__Excerpted passage__.
Marshall Memo 605
A Weekly Round-up of Important Ideas and Research in K-12 Education
September 28, 2015
1. When educators act in ways that foster student misbehavior
2. Emotional health and self-renewal in classrooms
3. Teachers being clear about task, purpose, and criteria for success
4. A school connects with disconnected students
6. Steps for improving the teaching of writing
8. Short items: (a) Assessing the value of social-emotional learning; (b) Videos on how the brain works; (c) Suicide prevention curriculum
“Teachers who have seen formerly frustrating students come back to visit as successful adults trust in the whole enterprise of schooling and growing up.”
Rick Wormeli (see item #2)
“The kids who need the most love will ask for it in the most unloving ways.”
Todd Savage, quoting an old adage (see item #4)
“When you care about what you are doing, you care about doing it right.”
Karen Griffith in “Now Is the Time” in ASCA School Counselor, September/October
2015 (Vol. 53, #1, p. 10-14), www.schoolcounselor.org; Griffith can be reached at
“I wish that every teenager had to take a course on how their brain works so that they would understand that they’re building their brain by what they do every day.”

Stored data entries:
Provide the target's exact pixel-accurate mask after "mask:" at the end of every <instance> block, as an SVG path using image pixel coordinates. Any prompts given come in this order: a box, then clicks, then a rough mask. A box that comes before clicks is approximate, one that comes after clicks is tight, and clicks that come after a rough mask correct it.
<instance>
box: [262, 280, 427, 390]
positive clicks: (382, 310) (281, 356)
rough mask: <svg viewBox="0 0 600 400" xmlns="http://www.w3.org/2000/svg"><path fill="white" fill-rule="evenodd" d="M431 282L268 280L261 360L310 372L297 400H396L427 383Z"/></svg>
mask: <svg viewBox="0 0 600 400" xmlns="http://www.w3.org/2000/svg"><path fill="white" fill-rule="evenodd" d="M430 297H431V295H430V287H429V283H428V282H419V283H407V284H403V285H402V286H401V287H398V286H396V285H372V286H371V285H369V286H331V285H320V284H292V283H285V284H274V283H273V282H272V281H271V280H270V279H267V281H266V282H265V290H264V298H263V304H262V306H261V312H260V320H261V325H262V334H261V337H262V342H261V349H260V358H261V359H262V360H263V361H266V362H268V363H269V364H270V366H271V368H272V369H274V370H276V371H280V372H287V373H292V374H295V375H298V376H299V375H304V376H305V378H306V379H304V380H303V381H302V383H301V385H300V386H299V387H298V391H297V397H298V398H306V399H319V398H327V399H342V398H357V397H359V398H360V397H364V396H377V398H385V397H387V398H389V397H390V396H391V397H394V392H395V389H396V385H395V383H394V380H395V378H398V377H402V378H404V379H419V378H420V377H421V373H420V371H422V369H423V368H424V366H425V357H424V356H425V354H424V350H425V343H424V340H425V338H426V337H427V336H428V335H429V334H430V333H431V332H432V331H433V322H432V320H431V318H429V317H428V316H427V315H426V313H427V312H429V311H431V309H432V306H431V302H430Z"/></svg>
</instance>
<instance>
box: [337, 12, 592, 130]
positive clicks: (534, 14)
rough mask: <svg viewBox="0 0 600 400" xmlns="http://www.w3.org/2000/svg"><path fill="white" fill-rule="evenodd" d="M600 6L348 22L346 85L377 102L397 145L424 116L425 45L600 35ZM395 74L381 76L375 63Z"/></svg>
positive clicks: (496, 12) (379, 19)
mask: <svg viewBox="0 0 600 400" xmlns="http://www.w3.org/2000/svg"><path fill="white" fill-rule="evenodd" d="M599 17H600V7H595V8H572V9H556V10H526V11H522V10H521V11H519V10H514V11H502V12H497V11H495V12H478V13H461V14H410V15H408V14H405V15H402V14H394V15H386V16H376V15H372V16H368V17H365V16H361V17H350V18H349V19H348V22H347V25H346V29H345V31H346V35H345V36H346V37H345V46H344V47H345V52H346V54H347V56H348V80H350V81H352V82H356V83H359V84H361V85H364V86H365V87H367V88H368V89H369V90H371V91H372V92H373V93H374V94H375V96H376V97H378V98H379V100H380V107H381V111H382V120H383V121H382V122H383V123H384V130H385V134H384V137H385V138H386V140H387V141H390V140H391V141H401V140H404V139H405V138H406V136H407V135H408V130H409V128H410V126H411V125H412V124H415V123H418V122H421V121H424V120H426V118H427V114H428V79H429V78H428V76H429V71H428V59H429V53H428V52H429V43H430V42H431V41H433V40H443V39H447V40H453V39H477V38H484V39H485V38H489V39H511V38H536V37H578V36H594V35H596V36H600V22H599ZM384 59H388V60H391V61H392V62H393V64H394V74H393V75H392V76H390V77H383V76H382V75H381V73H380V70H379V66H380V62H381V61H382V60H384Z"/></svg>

__Exercise requirements__.
- A) Output the passage from the Marshall Memo excerpt verbatim, beginning at the words "Marshall Memo 605" and stopping after the words "(see item #4)".
- B) Return the lines of the stored data entries verbatim, beginning at the line that contains "</instance>" and stopping after the last line of the entries.

__Answers provided__.
- A)
Marshall Memo 605
A Weekly Round-up of Important Ideas and Research in K-12 Education
September 28, 2015
1. When educators act in ways that foster student misbehavior
2. Emotional health and self-renewal in classrooms
3. Teachers being clear about task, purpose, and criteria for success
4. A school connects with disconnected students
6. Steps for improving the teaching of writing
8. Short items: (a) Assessing the value of social-emotional learning; (b) Videos on how the brain works; (c) Suicide prevention curriculum
“Teachers who have seen formerly frustrating students come back to visit as successful adults trust in the whole enterprise of schooling and growing up.”
Rick Wormeli (see item #2)
“The kids who need the most love will ask for it in the most unloving ways.”
Todd Savage, quoting an old adage (see item #4)

- B)
</instance>
<instance>
box: [337, 12, 592, 130]
positive clicks: (534, 14)
rough mask: <svg viewBox="0 0 600 400" xmlns="http://www.w3.org/2000/svg"><path fill="white" fill-rule="evenodd" d="M600 6L348 22L346 85L377 102L397 145L424 116L425 45L600 35ZM395 74L381 76L375 63Z"/></svg>
positive clicks: (496, 12) (379, 19)
mask: <svg viewBox="0 0 600 400" xmlns="http://www.w3.org/2000/svg"><path fill="white" fill-rule="evenodd" d="M599 17H600V7H595V8H572V9H556V10H526V11H522V10H521V11H519V10H514V11H502V12H497V11H495V12H478V13H461V14H410V15H408V14H405V15H402V14H394V15H386V16H376V15H372V16H368V17H365V16H361V17H350V18H349V19H348V22H347V25H346V29H345V31H346V35H345V36H346V37H345V46H344V47H345V52H346V54H347V56H348V80H350V81H352V82H356V83H359V84H361V85H364V86H365V87H367V88H368V89H369V90H371V91H372V92H373V93H374V94H375V96H376V97H378V98H379V100H380V107H381V111H382V120H383V121H382V122H383V123H384V130H385V134H384V137H385V138H386V140H387V141H390V140H391V141H401V140H404V139H405V138H406V136H407V135H408V130H409V128H410V126H411V125H412V124H415V123H418V122H421V121H424V120H426V118H427V114H428V79H429V78H428V76H429V71H428V59H429V53H428V52H429V43H430V42H431V41H433V40H443V39H447V40H453V39H477V38H484V39H485V38H489V39H511V38H536V37H578V36H594V35H596V36H600V22H599ZM384 59H388V60H391V61H392V62H393V64H394V74H393V75H392V76H390V77H383V76H382V75H381V73H380V70H379V66H380V62H381V61H382V60H384Z"/></svg>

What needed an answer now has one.